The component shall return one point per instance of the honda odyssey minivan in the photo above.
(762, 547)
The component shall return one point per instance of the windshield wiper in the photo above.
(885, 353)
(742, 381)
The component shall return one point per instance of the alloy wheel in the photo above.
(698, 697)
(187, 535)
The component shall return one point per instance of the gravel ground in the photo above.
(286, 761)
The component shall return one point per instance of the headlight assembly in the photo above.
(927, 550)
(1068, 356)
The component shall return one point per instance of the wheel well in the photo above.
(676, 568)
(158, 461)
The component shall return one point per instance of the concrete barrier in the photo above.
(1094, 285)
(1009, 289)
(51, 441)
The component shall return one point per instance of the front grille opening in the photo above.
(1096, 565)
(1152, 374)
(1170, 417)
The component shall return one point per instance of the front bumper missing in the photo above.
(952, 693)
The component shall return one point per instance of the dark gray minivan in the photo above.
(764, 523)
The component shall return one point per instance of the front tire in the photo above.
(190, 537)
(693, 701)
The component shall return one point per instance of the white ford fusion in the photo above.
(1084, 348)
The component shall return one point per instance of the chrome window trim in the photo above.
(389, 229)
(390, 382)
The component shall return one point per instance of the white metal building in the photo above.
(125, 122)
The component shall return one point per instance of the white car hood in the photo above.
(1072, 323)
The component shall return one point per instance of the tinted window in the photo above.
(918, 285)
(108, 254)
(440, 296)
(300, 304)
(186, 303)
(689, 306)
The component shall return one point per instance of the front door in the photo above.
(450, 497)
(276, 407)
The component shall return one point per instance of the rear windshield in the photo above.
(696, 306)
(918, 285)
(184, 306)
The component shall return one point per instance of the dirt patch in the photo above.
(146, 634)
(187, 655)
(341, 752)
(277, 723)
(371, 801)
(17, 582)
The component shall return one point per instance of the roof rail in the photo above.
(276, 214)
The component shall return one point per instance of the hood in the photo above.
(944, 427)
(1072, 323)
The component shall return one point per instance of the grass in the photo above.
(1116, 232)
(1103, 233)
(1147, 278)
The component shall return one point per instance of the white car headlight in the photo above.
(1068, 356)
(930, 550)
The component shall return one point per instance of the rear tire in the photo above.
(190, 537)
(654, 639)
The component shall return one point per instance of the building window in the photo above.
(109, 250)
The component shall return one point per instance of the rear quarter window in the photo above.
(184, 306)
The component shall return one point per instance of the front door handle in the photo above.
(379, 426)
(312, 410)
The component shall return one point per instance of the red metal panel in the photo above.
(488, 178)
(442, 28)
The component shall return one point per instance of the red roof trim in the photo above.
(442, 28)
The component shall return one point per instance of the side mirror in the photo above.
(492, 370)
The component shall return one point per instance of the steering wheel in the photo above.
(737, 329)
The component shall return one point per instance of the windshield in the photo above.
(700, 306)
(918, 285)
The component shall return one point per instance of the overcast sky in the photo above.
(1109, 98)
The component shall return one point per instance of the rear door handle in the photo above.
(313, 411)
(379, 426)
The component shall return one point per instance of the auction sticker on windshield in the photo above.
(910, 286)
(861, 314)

__TASK PROMPT__. Render the records as a numbered list, starting at the line that contains "steering wheel in the photo above." and ending at the final line of the records, and leave out any blank lines.

__RESPONSE TO THIS EXERCISE__.
1. The component shall return one point per instance of the steering wheel in the photo above.
2. (737, 329)
3. The component shall return one point per instance of the windshield in the photo above.
4. (700, 306)
5. (918, 285)
6. The component shall return one point per instance of the overcast sky in the photo above.
7. (1109, 98)
8. The component shall return one point per instance of the rear door handle in the photo above.
9. (313, 411)
10. (379, 426)
11. The component shall return one point per instance of the auction sticker on windshield in the photo above.
12. (910, 286)
13. (861, 314)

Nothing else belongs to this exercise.